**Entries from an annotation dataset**
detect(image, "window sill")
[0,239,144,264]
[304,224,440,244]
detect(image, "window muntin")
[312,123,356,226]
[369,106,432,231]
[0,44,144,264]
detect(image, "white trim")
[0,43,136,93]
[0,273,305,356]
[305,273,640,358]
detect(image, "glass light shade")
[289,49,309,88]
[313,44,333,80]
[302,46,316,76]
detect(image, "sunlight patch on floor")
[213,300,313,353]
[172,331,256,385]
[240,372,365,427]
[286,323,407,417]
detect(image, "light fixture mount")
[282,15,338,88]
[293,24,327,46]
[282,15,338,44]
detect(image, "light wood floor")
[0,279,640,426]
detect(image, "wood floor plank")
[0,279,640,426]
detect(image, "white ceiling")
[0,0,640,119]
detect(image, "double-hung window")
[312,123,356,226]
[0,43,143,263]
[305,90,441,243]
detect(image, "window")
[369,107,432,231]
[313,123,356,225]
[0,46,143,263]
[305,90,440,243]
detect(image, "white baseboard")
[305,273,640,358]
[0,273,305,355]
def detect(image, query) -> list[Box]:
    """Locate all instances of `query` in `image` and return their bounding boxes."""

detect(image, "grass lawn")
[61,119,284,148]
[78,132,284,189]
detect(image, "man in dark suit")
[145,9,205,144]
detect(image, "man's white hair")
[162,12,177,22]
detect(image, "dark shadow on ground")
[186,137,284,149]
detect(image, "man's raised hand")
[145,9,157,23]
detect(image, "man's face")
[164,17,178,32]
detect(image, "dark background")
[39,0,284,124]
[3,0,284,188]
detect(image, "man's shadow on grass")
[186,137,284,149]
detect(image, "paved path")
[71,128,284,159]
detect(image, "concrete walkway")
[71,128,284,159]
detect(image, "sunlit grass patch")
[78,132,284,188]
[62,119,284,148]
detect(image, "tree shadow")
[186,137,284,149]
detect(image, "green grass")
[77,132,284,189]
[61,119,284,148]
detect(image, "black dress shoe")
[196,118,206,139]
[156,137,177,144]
* * *
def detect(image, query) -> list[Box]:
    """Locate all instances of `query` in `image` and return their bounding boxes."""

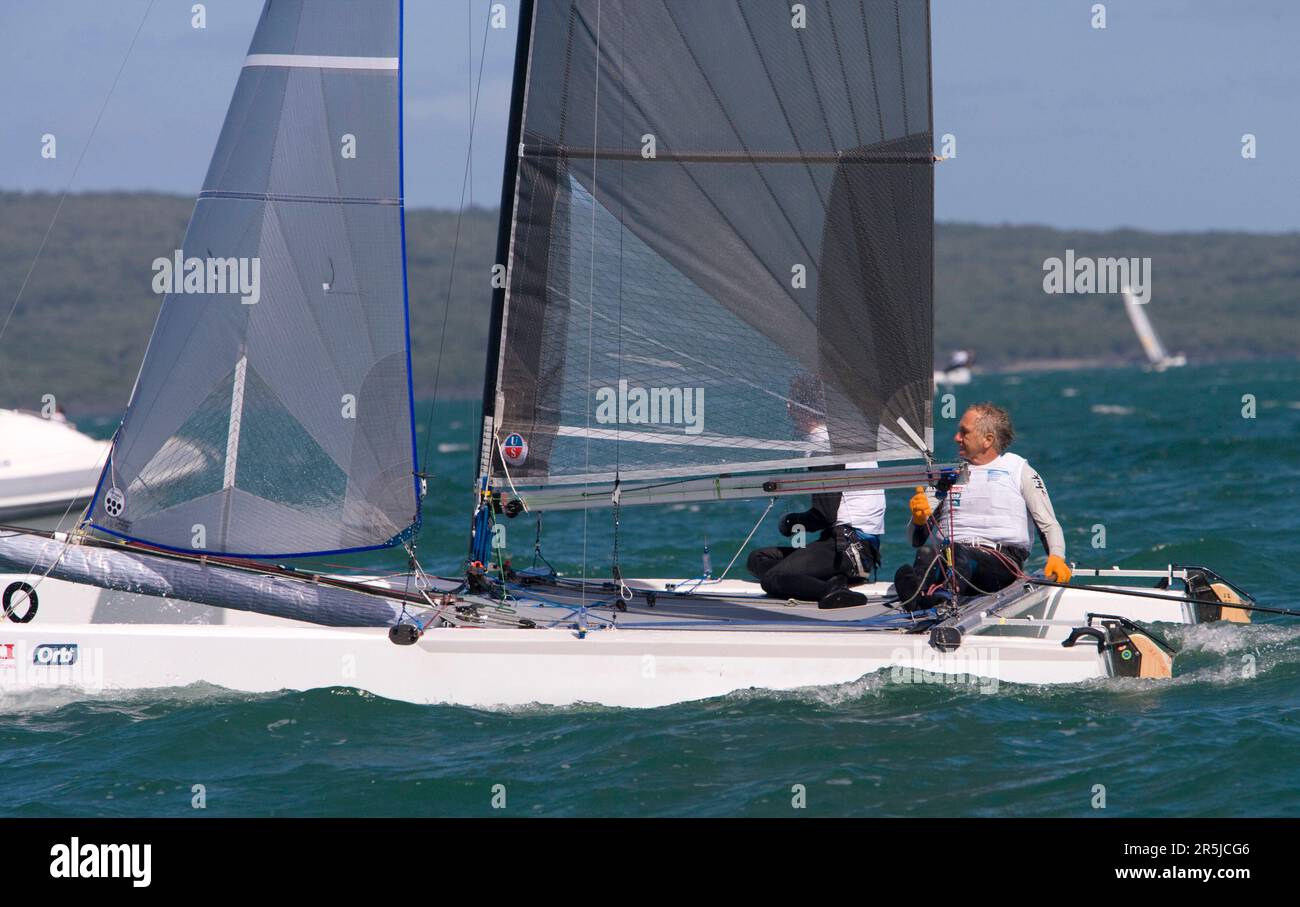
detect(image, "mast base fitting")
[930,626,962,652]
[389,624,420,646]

**Aim of the exercise**
Extract each line above that contains the string "floor".

**Full output**
detect(image, "sunlight patch on floor")
detect(image, "light wood floor")
detect(image, "wood floor plank")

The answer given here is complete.